◆ TEXTO PROPORCIONADO:

.....

Reserva previa que me recuerda a aquellos tiempos en los que, para apuntar tímidamente que lo que sucedía en Euskalherría tenía componentes políticos, había con anterioridad que gastar un cuarto de hora explicando, más bien abjurando ante un tribunal de la Inquisición, que uno no tenía vinculación alguna con los terroristas y que discrepaba política y éticamente por completo de sus actividades. Y aun así, a veces saltaba indignado un comisario político, de IU o del PSOE – porque esos pequeños matices discrepantes del discurso oficial sólo me atrevía a insinuarlos con gente 'de izquierda', no estaba tan loco como para hacerlo ante personas no fiables o desconocidas – a quien no le bastaban esas aclaraciones y me exigía una condena expresa. 

Saco a colación estas anécdotas no anecdóticas porque esa especie de abjuración previa, común a los periodistas al opinar sobre los sucesos de la Universidad Autónoma (y de muchísimos otros) y a cualquier español al hablar sobre el conflicto vasco, refleja la vulneración sistemática de la libertad de expresión, en el terreno de lo fáctico, que se da en este país. Ciertamente, la libertad de expresión se halla reconocida en la Constitución con el alto honor de derecho fundamental y sigue esplendorosa en el ámbito formal, donde ha de cumplir su función ideológica de 
cimentar la ficción democrática. Se trata, como en tantos otros elementos de la 'democracia que nos dimos en el 78', de cercenar un derecho, ajustándolo a las necesidades en cada momento de la oligarquía, sin que se note mucho, manteniendo la vigencia legal de la norma.

 Lo que diferencia estos dos casos en los que la libertad de expresión se convierte en papel mojado son los mecanismos específicos para efectuarlo, que, de algún modo, remiten a los foucaltianos dispositivos disciplinarios y dispositivos normalizadores o de control. Primero, describiré someramente el caso vasco y me detendré más con la situación en los media.

.....

◆ EXTRACTOS DE DATOS:
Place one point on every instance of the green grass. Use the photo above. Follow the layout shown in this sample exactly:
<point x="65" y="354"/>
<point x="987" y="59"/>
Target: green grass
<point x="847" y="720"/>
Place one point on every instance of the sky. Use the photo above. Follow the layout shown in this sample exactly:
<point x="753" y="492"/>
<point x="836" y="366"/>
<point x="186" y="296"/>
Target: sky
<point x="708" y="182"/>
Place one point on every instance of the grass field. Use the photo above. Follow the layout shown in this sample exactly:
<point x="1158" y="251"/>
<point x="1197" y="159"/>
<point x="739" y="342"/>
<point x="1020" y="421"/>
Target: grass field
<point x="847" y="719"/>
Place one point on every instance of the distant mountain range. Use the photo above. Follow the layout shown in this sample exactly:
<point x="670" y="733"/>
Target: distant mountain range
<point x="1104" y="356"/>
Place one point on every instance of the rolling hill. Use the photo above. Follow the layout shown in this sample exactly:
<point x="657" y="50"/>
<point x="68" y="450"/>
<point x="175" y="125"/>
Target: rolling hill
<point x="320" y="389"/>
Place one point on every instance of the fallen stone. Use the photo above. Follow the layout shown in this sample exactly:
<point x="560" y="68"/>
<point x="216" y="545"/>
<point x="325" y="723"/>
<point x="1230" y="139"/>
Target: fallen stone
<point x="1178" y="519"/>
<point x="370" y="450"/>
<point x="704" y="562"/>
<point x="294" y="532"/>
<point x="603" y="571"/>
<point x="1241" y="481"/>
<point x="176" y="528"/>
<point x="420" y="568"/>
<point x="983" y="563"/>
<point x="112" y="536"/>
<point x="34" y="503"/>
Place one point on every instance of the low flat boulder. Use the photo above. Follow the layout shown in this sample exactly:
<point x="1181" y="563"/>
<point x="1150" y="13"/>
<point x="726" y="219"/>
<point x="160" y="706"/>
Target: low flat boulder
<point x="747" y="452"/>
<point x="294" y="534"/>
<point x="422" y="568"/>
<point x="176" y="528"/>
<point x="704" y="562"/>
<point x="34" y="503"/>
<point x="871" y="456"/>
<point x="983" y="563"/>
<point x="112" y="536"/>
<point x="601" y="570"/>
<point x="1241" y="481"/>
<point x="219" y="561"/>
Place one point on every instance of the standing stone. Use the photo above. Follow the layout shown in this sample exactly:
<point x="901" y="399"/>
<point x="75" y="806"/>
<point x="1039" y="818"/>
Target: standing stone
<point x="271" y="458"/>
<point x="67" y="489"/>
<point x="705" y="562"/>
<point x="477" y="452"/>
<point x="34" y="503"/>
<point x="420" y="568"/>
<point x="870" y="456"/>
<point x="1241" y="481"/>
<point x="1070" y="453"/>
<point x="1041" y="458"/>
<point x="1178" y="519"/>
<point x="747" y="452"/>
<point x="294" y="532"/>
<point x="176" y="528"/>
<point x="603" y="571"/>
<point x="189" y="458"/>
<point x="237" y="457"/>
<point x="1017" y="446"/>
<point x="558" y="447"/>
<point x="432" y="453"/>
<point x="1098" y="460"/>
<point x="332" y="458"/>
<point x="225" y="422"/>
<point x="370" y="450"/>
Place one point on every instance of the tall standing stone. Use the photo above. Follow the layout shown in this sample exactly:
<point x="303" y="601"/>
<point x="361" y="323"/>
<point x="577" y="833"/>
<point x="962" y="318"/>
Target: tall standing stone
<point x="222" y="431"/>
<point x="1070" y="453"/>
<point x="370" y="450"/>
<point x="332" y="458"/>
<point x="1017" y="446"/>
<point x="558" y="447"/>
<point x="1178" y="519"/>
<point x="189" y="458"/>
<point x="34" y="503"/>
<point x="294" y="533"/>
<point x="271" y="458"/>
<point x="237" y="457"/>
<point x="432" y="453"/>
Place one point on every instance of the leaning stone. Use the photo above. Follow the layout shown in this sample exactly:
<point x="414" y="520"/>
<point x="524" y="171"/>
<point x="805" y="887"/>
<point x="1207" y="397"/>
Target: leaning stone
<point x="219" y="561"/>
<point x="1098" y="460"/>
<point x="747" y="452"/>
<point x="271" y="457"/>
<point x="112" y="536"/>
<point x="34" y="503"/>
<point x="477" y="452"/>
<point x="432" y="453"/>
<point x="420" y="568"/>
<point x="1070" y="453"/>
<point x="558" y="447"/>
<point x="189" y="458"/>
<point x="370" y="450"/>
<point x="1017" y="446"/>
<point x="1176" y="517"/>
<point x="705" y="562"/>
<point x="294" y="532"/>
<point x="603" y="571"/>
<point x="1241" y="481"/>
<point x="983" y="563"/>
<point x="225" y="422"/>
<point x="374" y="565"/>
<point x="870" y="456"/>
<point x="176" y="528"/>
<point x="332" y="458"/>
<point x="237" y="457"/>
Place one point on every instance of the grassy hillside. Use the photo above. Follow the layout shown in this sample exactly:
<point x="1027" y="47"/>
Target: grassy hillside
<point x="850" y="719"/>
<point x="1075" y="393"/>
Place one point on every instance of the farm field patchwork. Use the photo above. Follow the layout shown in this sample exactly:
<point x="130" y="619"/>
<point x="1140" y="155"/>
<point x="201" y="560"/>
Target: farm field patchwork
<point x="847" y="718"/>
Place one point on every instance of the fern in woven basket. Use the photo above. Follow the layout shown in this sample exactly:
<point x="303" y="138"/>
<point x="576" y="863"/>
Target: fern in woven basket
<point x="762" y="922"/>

.....

Según el texto proporcionado, ¿con qué rango reconoce la Constitución la libertad de expresión?

Con el alto honor de derecho fundamental.